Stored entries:
##############################

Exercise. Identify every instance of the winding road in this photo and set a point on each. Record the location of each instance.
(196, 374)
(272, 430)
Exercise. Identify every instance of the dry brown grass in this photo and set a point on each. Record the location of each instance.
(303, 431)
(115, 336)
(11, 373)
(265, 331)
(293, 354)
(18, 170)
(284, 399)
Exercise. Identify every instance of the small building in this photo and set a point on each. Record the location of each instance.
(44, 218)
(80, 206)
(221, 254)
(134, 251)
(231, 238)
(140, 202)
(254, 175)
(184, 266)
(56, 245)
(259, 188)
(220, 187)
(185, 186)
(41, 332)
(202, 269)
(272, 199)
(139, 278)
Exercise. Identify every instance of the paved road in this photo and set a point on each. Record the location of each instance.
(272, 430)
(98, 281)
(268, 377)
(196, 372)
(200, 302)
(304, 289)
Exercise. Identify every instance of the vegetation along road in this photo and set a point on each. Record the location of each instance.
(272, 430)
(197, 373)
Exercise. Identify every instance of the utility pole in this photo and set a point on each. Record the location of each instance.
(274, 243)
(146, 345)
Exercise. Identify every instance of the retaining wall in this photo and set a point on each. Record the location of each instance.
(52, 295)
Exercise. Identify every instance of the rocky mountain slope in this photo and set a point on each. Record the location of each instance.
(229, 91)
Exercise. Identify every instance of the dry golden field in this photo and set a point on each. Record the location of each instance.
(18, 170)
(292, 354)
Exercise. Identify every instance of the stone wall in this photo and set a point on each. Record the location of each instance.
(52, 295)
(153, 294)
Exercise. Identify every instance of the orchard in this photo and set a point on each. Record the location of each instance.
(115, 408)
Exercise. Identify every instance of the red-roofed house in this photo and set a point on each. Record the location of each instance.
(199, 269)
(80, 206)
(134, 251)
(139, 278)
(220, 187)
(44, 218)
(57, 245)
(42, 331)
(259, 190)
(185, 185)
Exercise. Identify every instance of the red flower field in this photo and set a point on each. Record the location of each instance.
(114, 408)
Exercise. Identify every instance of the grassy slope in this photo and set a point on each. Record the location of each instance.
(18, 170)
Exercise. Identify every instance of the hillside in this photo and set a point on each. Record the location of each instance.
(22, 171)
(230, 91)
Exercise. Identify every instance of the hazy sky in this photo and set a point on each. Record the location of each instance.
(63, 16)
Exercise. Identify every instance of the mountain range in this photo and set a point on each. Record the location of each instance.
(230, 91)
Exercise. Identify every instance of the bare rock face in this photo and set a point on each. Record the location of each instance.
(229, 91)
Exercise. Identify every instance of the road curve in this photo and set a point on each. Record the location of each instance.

##############################

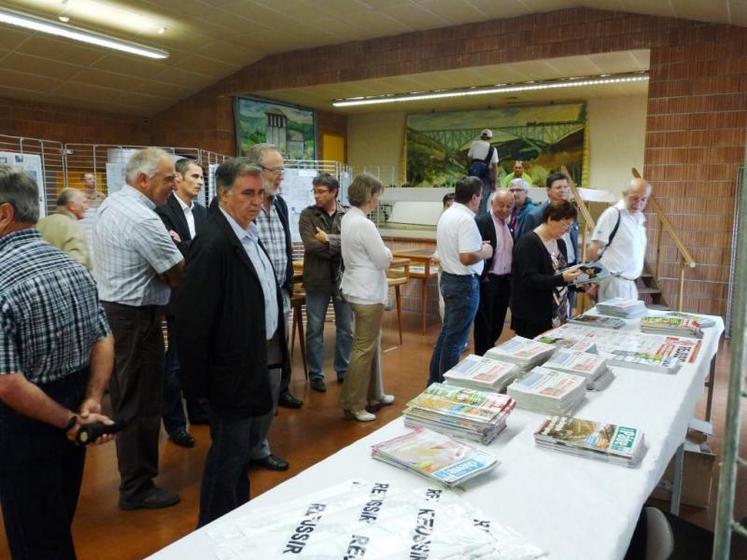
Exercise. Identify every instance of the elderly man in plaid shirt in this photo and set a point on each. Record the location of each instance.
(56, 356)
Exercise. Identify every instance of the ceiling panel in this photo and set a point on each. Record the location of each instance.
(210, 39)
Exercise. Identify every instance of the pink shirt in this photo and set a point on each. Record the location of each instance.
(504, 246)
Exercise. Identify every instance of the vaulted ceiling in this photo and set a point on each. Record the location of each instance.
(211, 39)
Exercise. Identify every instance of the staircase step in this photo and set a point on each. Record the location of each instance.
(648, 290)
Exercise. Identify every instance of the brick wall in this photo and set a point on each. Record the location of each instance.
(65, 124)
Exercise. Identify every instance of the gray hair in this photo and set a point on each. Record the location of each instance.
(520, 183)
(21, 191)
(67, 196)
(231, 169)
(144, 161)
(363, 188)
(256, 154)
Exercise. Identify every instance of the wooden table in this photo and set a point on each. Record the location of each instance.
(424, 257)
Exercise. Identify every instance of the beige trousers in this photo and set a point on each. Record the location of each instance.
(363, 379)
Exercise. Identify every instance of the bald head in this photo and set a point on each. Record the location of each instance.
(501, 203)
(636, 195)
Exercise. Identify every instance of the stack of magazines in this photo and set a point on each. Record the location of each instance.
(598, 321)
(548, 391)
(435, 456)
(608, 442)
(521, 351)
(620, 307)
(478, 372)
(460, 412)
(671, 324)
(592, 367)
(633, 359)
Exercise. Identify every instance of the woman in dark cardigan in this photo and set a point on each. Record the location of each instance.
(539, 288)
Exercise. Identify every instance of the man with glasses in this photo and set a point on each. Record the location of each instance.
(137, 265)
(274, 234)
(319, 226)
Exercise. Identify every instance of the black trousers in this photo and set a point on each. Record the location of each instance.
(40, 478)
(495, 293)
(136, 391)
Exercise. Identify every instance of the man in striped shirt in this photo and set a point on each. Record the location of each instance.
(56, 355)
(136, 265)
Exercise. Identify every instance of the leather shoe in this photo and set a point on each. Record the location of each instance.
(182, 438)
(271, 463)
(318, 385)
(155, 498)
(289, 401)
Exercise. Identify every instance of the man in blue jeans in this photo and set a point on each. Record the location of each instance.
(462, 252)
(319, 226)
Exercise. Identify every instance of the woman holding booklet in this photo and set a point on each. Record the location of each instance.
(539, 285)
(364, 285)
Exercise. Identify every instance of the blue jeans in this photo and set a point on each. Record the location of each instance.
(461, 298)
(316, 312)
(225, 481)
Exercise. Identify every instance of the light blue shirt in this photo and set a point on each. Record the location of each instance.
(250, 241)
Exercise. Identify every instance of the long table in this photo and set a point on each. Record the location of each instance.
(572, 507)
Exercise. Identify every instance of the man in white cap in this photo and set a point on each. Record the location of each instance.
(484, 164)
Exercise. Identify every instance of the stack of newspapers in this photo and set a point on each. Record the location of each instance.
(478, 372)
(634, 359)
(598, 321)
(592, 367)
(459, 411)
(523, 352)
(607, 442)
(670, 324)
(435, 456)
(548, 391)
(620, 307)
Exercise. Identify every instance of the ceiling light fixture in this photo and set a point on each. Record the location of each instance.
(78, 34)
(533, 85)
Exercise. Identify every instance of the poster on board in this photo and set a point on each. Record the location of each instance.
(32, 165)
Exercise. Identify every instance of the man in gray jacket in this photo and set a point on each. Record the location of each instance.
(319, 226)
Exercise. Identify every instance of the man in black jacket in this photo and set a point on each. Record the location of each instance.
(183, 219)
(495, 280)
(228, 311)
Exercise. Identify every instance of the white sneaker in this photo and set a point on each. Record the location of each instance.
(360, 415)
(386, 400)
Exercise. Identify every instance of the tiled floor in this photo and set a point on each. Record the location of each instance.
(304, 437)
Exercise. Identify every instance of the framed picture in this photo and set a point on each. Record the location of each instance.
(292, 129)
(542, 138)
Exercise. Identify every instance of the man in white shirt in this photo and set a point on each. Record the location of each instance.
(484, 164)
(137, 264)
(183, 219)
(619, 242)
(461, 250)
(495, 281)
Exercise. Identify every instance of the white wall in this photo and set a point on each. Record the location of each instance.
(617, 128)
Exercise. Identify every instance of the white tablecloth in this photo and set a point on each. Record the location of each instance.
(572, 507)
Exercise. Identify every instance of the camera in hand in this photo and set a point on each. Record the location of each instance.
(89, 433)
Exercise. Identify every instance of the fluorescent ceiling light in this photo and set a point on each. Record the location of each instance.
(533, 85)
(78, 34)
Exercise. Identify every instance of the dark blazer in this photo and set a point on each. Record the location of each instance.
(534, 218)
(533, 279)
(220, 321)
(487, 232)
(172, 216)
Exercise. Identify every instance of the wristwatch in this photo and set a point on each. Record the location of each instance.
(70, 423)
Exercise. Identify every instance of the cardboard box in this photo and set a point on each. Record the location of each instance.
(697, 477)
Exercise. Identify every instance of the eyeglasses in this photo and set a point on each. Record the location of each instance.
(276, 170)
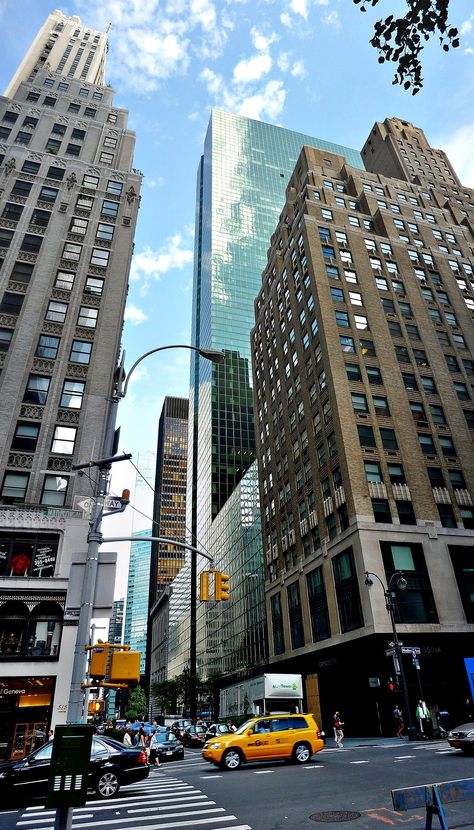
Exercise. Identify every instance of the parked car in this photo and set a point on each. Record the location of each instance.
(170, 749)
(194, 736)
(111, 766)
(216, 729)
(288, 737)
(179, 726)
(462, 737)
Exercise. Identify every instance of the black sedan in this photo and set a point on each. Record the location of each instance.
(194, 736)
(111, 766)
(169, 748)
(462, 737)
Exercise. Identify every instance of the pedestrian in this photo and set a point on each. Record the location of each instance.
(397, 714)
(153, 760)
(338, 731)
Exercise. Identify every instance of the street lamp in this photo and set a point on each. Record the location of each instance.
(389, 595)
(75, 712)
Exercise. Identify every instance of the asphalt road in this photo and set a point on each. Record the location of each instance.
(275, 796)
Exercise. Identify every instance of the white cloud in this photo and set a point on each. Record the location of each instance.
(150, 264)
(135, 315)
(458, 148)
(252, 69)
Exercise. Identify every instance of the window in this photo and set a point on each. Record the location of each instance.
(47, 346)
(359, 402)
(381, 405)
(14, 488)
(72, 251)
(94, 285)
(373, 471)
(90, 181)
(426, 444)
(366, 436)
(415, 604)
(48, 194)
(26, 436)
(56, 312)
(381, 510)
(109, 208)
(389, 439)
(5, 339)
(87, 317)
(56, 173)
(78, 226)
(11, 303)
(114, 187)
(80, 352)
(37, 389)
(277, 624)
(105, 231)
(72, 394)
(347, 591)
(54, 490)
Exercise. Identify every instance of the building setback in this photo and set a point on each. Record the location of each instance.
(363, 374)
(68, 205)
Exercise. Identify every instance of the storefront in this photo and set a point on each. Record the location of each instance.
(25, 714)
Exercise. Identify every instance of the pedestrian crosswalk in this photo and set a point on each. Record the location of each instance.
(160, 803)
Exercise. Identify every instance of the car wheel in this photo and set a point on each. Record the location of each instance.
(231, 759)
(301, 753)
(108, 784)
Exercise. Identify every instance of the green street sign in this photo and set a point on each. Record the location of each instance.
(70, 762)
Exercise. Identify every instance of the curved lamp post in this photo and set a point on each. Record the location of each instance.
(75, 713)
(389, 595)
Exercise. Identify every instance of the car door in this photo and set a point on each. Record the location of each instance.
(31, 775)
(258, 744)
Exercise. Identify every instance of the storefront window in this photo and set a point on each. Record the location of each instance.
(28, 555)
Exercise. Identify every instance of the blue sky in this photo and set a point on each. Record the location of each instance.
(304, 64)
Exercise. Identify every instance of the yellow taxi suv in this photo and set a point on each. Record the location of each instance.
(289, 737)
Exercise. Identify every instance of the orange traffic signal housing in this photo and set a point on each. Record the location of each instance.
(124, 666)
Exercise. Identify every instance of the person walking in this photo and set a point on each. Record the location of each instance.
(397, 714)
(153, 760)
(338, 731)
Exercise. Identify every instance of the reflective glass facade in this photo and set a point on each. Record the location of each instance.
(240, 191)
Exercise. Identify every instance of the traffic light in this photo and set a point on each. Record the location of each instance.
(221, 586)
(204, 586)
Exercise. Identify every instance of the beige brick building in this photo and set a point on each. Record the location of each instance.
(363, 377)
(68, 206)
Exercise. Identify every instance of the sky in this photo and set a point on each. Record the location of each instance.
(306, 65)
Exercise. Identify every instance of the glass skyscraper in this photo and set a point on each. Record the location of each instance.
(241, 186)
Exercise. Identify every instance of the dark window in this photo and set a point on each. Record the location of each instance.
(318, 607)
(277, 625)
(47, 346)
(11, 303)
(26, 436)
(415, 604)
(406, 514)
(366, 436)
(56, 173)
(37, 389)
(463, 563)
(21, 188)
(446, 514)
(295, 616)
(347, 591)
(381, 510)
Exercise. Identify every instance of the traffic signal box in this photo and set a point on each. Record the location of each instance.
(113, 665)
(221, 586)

##############################

EXERCISE TASK ▸ Tally the lines of the entries that contain the string "jeans", treating uppercase and lowercase letters as different. Give only the number.

RESULT ▸ 2